● **Artigo**
★ ★ ★ ★ ★

Maio chega ao fim repleto de lances políticos que podem decidir a eleição presidencial de Outubro de 2022. No início do mês, o ex-presidente Luiz Inácio Lula da Silva (PT) e o ex-governador de São Paulo Geraldo Alckmin (PSB) –Adversários nas urnas de 2006 – uniram forças para manter a liderança das pesquisas de opinião. Ao mesmo tempo, o ex-juiz Sérgio Moro deixava o PODEMOS e abria mão da candidatura presidencial, já no União Brasil (ex-DEM).

Ao fim do mês, o ex-governador de São Paulo João Dória (PSDB) abandonava sua pré-candidatura, visto que seu partido, além do Cidadania, passaram a apoiar a senadora Simone Tebet (MDB) como candidatura única da chamada “Terceira Via”.

O amálgama de Lula e Alckmin trouxe à memória outras coabitações improváveis no trajeto da República brasileira.
Começando com Deodoro da Fonseca e Floriano Peixoto, passando por Jânio Quadros e João Goulart, culminando com Dilma Rousseff e Michel Temer. O destino das chapas compostas, via de regra, pendeu eventualmente para a figura do vice-presidente. Transições dentro da mesma chapa deram origem tanto à República Velha quanto à Nova República.

A transição política que daria fim a duas décadas de ditadura militar no Brasil começou quase por acaso.

★ ★ ★ ★ ★

● **Listagem de dados**

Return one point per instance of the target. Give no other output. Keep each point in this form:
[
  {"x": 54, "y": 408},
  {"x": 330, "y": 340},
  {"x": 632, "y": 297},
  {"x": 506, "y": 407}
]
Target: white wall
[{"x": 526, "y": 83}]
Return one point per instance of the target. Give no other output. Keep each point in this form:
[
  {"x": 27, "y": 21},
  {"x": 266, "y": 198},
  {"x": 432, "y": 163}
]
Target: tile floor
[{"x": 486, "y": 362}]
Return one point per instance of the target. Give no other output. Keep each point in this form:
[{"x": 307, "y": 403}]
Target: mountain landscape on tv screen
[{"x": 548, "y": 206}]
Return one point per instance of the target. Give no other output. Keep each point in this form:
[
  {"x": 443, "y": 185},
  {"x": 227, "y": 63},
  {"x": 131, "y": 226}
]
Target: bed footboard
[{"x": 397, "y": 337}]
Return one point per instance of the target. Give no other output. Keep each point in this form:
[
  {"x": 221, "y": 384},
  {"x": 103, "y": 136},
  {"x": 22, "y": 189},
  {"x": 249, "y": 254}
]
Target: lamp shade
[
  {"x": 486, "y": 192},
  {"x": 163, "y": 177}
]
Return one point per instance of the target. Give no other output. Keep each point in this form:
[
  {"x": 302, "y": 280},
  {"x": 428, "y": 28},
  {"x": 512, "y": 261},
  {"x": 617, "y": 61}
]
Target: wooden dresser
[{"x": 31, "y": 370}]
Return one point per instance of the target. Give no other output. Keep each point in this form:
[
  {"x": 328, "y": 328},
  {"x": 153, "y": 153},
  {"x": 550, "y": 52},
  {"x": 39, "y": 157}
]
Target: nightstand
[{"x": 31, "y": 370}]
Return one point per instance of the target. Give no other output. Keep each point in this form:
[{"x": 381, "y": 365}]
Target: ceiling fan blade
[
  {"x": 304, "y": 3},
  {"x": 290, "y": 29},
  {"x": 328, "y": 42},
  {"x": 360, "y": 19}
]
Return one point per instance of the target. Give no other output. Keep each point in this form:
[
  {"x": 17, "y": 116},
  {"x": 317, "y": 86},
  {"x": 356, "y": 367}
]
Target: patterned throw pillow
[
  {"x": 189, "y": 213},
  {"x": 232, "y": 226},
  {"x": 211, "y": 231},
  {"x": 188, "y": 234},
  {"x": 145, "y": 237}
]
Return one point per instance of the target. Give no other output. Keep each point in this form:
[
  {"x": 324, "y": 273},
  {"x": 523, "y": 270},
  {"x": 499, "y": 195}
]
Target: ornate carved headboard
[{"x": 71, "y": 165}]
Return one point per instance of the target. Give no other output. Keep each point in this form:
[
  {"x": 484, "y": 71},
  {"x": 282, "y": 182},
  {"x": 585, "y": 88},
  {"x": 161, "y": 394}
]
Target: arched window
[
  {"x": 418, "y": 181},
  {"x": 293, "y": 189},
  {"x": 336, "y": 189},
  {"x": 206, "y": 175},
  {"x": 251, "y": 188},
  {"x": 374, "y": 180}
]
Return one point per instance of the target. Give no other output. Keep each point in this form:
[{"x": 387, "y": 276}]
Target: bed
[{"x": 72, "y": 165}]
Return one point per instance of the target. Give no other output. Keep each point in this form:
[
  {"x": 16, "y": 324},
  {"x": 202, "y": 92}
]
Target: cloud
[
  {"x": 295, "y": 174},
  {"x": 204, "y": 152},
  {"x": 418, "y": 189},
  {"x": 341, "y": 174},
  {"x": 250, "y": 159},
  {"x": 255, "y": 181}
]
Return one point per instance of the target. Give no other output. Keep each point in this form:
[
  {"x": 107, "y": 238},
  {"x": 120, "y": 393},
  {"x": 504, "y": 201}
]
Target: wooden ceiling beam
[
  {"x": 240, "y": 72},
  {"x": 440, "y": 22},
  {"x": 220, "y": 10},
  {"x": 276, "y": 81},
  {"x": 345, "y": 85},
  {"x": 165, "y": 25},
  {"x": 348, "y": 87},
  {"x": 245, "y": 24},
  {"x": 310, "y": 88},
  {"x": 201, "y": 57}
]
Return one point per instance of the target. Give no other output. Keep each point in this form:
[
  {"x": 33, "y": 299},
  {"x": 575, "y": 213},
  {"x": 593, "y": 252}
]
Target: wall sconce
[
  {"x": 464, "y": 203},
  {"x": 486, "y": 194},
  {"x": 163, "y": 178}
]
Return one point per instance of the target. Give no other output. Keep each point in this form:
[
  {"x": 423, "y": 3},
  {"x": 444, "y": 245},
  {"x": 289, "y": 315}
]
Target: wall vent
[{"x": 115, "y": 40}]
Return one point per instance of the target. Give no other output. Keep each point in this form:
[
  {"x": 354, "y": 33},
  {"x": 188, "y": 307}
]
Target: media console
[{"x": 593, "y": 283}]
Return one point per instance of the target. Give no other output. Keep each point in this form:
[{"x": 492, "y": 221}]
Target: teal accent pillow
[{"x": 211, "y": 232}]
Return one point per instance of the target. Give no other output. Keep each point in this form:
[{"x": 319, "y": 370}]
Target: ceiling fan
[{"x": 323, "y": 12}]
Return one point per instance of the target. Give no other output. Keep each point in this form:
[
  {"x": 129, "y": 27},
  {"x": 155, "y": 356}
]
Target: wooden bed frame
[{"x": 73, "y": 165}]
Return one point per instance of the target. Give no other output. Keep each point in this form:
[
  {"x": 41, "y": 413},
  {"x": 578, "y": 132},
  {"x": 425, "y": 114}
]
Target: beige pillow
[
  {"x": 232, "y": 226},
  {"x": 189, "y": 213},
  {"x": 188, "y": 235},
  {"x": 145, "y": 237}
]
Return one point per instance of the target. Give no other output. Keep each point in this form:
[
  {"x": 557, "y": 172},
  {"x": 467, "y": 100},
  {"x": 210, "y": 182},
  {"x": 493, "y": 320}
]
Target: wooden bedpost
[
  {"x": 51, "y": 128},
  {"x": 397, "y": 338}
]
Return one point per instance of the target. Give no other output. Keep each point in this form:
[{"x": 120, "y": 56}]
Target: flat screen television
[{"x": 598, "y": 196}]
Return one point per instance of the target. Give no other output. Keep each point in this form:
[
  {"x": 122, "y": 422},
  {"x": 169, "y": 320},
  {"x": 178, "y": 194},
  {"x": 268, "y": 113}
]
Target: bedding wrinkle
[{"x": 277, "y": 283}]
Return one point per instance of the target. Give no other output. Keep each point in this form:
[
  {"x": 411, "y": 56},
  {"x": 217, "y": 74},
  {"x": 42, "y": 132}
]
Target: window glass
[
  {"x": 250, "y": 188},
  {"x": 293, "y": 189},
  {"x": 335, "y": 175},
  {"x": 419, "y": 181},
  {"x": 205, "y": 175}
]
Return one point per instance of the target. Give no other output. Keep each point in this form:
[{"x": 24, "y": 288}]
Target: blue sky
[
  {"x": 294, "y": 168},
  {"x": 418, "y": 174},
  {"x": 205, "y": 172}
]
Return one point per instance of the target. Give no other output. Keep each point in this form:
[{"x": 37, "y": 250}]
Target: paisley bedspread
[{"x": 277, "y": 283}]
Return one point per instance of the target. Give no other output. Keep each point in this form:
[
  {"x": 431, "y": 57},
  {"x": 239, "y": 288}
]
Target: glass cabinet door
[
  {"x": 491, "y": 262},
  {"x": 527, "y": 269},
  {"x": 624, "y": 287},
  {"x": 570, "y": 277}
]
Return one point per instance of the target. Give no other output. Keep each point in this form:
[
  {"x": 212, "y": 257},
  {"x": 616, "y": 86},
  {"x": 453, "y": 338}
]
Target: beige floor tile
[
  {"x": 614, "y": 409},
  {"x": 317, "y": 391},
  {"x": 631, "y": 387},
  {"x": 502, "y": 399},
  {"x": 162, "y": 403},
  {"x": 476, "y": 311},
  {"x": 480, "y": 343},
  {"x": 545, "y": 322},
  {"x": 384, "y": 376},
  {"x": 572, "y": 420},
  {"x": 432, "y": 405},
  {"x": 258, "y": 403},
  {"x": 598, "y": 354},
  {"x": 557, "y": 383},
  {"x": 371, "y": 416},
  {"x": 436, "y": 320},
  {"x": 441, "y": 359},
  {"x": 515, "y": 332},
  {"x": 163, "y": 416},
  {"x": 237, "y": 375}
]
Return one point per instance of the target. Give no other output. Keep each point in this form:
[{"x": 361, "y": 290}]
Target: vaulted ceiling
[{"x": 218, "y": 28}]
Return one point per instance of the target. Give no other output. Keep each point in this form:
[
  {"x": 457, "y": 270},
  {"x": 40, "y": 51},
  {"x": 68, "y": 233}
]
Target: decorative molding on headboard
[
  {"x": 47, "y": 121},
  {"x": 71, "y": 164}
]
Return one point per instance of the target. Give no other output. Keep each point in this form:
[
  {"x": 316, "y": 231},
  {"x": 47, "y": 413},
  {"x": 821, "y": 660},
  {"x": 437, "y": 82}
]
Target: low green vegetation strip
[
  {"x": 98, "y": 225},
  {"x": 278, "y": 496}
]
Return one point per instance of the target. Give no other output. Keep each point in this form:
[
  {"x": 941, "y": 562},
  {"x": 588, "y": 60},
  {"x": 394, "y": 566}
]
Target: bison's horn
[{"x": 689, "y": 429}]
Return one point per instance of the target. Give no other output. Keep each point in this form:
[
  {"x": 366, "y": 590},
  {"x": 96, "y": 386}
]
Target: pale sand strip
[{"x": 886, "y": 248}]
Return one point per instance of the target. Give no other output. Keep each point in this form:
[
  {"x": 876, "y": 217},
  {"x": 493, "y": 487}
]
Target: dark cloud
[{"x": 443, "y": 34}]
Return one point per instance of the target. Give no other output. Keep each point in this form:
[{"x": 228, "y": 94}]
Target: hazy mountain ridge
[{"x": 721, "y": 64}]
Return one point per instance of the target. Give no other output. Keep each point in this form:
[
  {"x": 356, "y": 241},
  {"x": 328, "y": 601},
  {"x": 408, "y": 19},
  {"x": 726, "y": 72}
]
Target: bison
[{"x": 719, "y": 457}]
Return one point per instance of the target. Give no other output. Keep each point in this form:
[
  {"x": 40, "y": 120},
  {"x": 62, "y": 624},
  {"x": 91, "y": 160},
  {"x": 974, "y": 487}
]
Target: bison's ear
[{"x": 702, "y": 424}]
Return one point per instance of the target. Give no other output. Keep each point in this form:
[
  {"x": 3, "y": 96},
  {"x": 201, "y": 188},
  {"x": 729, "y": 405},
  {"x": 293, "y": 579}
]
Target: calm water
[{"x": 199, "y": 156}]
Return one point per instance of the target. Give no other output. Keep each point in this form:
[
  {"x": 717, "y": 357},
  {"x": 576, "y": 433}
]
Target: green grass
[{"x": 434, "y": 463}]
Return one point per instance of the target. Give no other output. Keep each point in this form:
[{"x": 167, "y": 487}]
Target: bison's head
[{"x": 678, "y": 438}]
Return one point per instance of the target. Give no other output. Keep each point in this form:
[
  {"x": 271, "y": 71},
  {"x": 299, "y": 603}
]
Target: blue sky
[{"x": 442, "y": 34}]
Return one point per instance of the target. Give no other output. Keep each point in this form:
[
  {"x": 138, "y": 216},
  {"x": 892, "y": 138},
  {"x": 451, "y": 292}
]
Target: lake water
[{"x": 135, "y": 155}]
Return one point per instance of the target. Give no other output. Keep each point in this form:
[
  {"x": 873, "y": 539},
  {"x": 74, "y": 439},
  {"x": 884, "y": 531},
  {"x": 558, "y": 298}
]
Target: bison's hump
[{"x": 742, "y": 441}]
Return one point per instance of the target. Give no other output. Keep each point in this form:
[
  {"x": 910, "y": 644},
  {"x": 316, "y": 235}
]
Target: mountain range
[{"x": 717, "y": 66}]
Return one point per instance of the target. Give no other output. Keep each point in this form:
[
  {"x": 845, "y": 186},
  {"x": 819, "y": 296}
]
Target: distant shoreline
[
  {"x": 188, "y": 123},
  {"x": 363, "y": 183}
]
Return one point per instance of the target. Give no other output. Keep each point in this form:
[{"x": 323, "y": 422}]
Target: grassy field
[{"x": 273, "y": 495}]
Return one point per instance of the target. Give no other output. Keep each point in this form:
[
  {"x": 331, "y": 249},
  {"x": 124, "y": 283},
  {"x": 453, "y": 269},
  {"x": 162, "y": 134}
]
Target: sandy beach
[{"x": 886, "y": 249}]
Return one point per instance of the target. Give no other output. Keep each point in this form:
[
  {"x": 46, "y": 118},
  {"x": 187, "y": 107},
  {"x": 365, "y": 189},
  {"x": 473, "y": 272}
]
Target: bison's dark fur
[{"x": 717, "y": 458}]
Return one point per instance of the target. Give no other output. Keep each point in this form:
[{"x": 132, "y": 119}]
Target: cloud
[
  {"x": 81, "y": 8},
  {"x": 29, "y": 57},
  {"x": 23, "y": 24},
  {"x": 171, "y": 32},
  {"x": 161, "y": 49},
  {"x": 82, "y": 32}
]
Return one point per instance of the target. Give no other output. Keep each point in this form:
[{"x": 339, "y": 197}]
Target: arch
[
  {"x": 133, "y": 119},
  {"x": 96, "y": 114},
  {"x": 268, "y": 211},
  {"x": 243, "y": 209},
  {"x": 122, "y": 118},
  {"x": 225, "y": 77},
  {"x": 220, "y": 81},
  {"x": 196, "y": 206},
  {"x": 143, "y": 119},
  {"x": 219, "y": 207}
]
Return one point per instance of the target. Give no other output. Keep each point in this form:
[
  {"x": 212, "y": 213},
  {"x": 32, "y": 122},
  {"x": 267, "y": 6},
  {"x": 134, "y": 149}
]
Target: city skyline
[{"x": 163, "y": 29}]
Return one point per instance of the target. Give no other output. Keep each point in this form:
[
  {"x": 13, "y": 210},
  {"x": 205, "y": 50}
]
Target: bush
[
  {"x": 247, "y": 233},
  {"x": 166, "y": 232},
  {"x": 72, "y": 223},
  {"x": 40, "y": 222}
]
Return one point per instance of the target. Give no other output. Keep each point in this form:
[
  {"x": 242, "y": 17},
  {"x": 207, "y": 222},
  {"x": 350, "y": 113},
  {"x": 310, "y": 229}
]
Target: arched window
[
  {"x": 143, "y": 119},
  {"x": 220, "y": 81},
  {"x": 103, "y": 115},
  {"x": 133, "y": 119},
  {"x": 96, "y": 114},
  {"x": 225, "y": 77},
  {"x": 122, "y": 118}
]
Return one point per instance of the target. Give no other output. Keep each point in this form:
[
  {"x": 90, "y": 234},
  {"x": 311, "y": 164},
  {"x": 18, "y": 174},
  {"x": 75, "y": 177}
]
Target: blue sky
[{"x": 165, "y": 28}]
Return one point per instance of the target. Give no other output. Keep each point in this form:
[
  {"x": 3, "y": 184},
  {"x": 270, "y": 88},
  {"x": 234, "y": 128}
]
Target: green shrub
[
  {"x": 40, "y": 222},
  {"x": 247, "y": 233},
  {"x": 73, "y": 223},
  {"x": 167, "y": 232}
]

★ ★ ★ ★ ★

● **Tarefa curta 1**
Segundo o artigo sobre a eleição presidencial de 2022, de qual partido o ex-juiz Sérgio Moro saiu?
● **Tarefa curta 2**
Estenda o artigo sobre a eleição presidencial de 2022 e as chapas improváveis, começando logo após a última frase.

● **Resposta esperada 1**
Ele saiu do PODEMOS.

● **Resposta esperada 2**
Em 11 de Agosto de 1984, o partido da oficialidade (a ARENA, renomeada como PDS) escolheu um civil para a
sucessão indireta do General João Figueiredo – o ex-governador de São Paulo Paulo Maluf. Ao vencer o coronel Mario Andreazza dentro da institucionalidade do regime, Maluf abreviou a sequência de militares no Planalto desde o golpe de 1964. Esse evento inesperado se mostraria decisivo em diferentes lados da disputa partidária.

O PMDB (herdeiro do MDB, principal legenda oposicionista) havia recuado da “anticandidatura” civil de Ulysses
Guimarães em 1974 para a aquiescência das regras do jogo em 1978, ao lançar o general Euler Bentes como
“alternativa” a Figueiredo. Após a Anistia e o multipartidarismo, o PMDB incorporaria o PP de dois ex-governadores de Minas Gerais, Tancredo Neves e Magalhães Pinto. A efêmera duração do PP mostrou que a disputa eleitoral seguia operando em parâmetros bipolares.

Nas hostes governistas, a vitória de Maluf provocou uma cisão – liderada pelo ex-governador do Maranhão José
Sarney. Dantes favorável à permanência dos militares à frente do regime, a Frente Liberal se uniria à candidatura
oposicionista de Tancredo no colégio eleitoral de 1985. A aliança entre governadores do Nordeste e Minas Gerais, em oposição ao governo paulista como candidato da oficialidade, ecoava lances decisivos da Revolução de 1930.
Alimentada pelas ruas das Diretas, a disputa no Colégio Eleitoral (Janeiro de 1985) opôs Maluf (PDS) a Neves (PMDB), tendo como vice Sarney.

A vitória de Tancredo sacramentou o início da Nova República e o retorno do governo dos civis após de duas décadas. No entanto, seria Sarney quem governaria pelos próximos 5 anos, incluindo a aprovação de uma nova Constituição.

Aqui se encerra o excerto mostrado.